Reproduce the review of The Social Network below in full, word for word.

* [Selected excerpt]:
════════════════
In the lead-up to having our second child, we are getting in some things that will be harder to do once there’s a newborn around. So, about a week ago, thanks to our baby-sitting neighbour, we got out to see a movie together.

We are fans of Aaron Sorkin‘s oeuvre, with the box sets of both The West Wing and Sports Night in our TV cabinet. Since he’d been out here in Australia spruiking his new film recently, and that was its opening night, the choice of what to see was pretty simple.

The Social Network

A tale of friendship and betrayal with a lot of geeky detail mixed in

This is a film that follows the Sorkin model. Sports Night had rapid-fire technical sport talk, West Wing had a thousand-words-a-minute political speak, and The Social Network has a firehose of geek speak and technical computer detail. But in none of those cases did it really limit your understanding of the plot, and on the contrary, it does at least make you feel smart.

It also doesn’t hurt that the movie is well cast and acted, and dialogue is clever and humorous. Because it’s based on a true story, you already know how it will end – Facebook will be a success – but the tale isn’t about Facebook, so much as the interesting bunch of people who were around in the early days of the social networking website, and the roles they played in bringing it about.
════════════════
* [Recorded information]:

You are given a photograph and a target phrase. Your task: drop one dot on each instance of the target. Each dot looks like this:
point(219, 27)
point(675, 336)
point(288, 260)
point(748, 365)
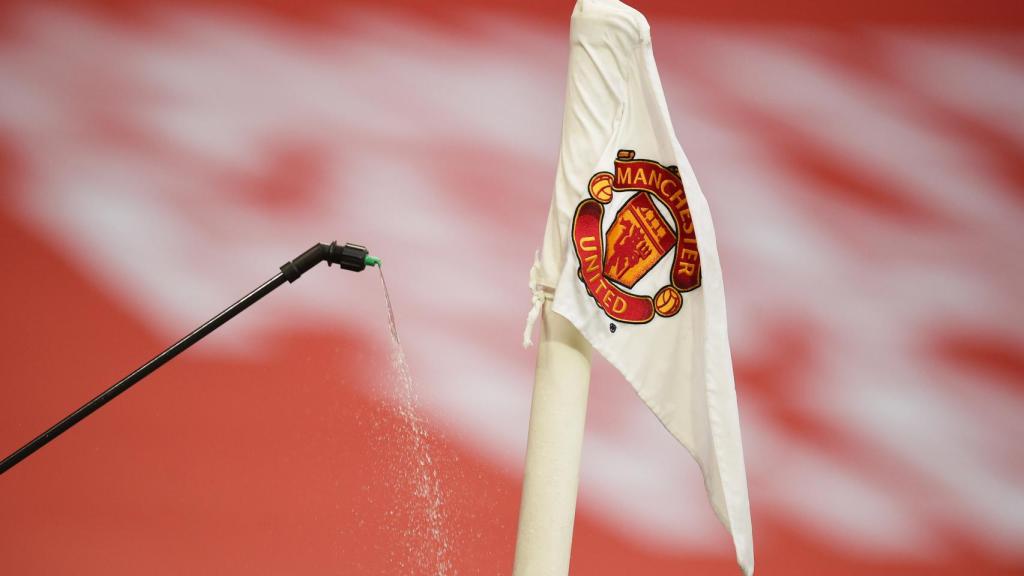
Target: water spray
point(349, 256)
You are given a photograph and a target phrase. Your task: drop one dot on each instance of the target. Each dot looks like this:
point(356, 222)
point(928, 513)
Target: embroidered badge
point(638, 237)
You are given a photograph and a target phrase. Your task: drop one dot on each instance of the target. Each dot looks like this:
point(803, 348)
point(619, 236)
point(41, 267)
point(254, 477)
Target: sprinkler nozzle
point(349, 256)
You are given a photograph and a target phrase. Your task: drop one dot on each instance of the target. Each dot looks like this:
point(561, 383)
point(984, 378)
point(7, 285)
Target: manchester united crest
point(652, 223)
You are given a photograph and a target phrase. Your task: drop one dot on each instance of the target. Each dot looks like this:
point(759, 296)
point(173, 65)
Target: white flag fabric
point(630, 256)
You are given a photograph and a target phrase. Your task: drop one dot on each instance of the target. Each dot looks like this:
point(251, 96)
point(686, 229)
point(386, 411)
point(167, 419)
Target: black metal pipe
point(345, 256)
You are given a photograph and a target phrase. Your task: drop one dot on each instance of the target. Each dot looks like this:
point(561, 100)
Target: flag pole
point(554, 447)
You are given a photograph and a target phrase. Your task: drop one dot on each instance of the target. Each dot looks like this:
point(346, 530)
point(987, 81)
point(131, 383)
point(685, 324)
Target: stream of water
point(428, 538)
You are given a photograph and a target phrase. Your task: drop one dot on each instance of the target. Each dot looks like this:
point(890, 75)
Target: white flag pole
point(554, 447)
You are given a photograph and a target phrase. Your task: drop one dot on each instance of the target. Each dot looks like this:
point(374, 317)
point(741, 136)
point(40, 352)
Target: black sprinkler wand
point(349, 256)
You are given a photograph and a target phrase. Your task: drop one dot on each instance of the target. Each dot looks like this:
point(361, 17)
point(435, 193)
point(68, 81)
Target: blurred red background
point(864, 164)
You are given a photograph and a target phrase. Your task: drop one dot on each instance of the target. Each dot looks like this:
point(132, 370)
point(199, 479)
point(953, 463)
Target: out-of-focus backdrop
point(864, 164)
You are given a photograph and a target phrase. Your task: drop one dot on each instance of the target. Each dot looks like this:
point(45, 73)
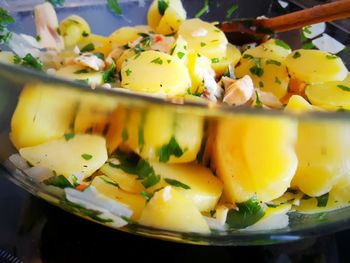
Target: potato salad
point(156, 167)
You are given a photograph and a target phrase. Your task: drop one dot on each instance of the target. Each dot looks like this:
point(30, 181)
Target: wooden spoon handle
point(321, 13)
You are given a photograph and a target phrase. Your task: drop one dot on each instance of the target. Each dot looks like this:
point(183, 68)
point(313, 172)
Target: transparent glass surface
point(13, 80)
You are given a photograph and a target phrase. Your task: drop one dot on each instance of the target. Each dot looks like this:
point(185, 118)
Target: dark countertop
point(35, 231)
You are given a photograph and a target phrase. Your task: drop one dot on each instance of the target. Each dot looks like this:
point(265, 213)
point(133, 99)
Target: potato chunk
point(323, 150)
point(80, 155)
point(73, 29)
point(109, 188)
point(332, 95)
point(255, 156)
point(155, 72)
point(42, 114)
point(166, 18)
point(169, 209)
point(204, 38)
point(315, 66)
point(204, 188)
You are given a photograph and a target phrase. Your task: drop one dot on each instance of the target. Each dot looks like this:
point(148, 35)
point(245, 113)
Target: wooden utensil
point(248, 30)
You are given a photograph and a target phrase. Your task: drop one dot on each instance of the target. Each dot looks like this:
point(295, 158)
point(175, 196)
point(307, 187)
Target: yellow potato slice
point(170, 210)
point(233, 55)
point(106, 186)
point(204, 38)
point(42, 114)
point(205, 189)
point(323, 150)
point(330, 95)
point(73, 29)
point(155, 72)
point(315, 66)
point(254, 156)
point(79, 73)
point(82, 154)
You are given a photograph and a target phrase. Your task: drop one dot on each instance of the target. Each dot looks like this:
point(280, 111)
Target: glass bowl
point(14, 79)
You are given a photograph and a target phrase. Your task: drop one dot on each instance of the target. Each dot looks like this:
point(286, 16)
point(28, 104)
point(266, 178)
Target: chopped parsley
point(86, 156)
point(56, 3)
point(247, 56)
point(231, 10)
point(133, 164)
point(157, 60)
point(177, 183)
point(343, 87)
point(167, 150)
point(69, 136)
point(308, 45)
point(114, 6)
point(256, 70)
point(109, 75)
point(204, 9)
point(81, 71)
point(282, 44)
point(258, 103)
point(85, 34)
point(162, 6)
point(125, 135)
point(180, 55)
point(88, 48)
point(273, 62)
point(146, 195)
point(111, 182)
point(58, 181)
point(277, 80)
point(32, 62)
point(128, 72)
point(247, 213)
point(296, 55)
point(100, 55)
point(322, 200)
point(331, 56)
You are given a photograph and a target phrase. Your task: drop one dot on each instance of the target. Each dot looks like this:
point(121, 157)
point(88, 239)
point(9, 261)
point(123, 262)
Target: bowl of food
point(142, 117)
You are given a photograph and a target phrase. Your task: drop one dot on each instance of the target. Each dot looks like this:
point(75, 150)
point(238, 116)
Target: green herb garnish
point(56, 3)
point(273, 62)
point(86, 156)
point(296, 55)
point(283, 44)
point(322, 200)
point(114, 6)
point(32, 62)
point(256, 70)
point(157, 60)
point(231, 10)
point(177, 183)
point(180, 55)
point(343, 87)
point(58, 181)
point(331, 56)
point(69, 136)
point(146, 195)
point(248, 213)
point(88, 48)
point(109, 75)
point(204, 9)
point(167, 150)
point(162, 6)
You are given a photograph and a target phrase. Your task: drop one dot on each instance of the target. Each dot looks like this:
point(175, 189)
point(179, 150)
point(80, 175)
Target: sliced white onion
point(328, 44)
point(91, 199)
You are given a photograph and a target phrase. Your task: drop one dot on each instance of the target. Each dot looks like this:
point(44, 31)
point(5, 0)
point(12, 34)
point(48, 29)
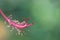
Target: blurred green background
point(44, 13)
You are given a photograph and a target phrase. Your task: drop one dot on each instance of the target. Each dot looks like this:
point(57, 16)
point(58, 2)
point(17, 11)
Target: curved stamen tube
point(12, 23)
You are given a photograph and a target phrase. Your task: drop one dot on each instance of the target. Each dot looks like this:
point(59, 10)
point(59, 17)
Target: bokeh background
point(44, 13)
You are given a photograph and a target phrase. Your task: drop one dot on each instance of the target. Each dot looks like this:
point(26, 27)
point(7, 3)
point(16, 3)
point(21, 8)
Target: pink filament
point(12, 23)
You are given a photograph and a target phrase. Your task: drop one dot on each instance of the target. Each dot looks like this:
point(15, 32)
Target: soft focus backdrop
point(44, 13)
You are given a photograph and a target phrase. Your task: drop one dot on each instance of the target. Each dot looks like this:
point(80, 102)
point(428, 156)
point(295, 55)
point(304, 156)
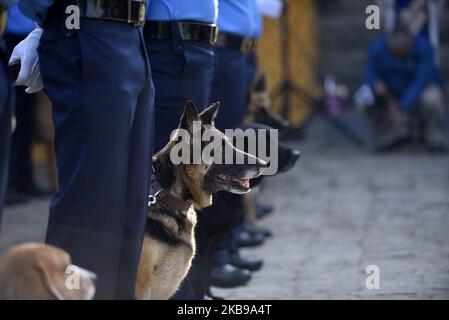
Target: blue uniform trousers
point(230, 87)
point(5, 126)
point(181, 70)
point(99, 81)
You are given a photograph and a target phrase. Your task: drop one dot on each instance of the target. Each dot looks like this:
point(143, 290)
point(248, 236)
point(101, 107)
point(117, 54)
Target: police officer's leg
point(94, 82)
point(228, 87)
point(141, 151)
point(181, 70)
point(5, 131)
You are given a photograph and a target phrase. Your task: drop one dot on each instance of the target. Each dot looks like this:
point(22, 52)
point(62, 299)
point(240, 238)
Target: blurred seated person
point(405, 81)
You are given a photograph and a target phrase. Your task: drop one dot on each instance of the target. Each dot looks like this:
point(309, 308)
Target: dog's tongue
point(242, 182)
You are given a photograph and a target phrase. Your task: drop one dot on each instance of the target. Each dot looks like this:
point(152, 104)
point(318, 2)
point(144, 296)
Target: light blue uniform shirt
point(35, 9)
point(238, 17)
point(204, 11)
point(18, 24)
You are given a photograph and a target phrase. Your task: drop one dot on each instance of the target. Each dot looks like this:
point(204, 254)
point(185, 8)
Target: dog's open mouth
point(242, 184)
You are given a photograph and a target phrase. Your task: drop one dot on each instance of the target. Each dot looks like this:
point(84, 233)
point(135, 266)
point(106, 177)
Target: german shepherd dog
point(169, 242)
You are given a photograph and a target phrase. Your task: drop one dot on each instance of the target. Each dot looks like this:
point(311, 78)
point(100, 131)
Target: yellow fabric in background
point(303, 54)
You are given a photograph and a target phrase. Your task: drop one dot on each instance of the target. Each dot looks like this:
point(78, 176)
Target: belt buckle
point(141, 14)
point(246, 45)
point(214, 34)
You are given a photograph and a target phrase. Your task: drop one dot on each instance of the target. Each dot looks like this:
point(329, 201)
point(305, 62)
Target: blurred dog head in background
point(40, 272)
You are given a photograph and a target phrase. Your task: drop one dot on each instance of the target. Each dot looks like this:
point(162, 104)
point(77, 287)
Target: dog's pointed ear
point(190, 114)
point(208, 115)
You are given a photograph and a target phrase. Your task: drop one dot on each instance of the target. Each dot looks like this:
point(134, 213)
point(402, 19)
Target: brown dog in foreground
point(40, 272)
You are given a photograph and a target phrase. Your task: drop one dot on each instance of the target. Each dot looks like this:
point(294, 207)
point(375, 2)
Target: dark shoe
point(228, 276)
point(249, 239)
point(263, 210)
point(35, 191)
point(436, 139)
point(246, 263)
point(13, 197)
point(266, 233)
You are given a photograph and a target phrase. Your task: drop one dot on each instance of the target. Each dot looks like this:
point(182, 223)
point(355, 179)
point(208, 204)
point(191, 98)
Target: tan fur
point(38, 272)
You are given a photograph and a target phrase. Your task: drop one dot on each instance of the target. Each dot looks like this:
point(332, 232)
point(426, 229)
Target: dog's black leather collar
point(159, 194)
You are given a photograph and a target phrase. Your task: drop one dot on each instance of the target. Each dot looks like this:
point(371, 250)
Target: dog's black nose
point(296, 154)
point(261, 163)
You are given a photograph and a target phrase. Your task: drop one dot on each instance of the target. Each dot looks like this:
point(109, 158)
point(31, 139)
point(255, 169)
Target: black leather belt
point(3, 18)
point(188, 30)
point(127, 11)
point(231, 41)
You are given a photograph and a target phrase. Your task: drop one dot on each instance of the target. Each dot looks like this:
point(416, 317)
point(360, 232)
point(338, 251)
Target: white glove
point(26, 53)
point(271, 8)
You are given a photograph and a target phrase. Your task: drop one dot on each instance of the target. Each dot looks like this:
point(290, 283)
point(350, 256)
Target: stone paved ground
point(339, 211)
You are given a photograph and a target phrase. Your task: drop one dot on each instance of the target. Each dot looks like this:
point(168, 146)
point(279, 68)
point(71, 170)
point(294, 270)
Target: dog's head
point(202, 176)
point(40, 272)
════════════════
* [Task output]:
In the lead-up to having our second child, we are getting in some things that will be harder to do once there’s a newborn around. So, about a week ago, thanks to our baby-sitting neighbour, we got out to see a movie together.

We are fans of Aaron Sorkin‘s oeuvre, with the box sets of both The West Wing and Sports Night in our TV cabinet. Since he’d been out here in Australia spruiking his new film recently, and that was its opening night, the choice of what to see was pretty simple.

The Social Network

A tale of friendship and betrayal with a lot of geeky detail mixed in

This is a film that follows the Sorkin model. Sports Night had rapid-fire technical sport talk, West Wing had a thousand-words-a-minute political speak, and The Social Network has a firehose of geek speak and technical computer detail. But in none of those cases did it really limit your understanding of the plot, and on the contrary, it does at least make you feel smart.

It also doesn’t hurt that the movie is well cast and acted, and dialogue is clever and humorous. Because it’s based on a true story, you already know how it will end – Facebook will be a success – but the tale isn’t about Facebook, so much as the interesting bunch of people who were around in the early days of the social networking website, and the roles they played in bringing it about.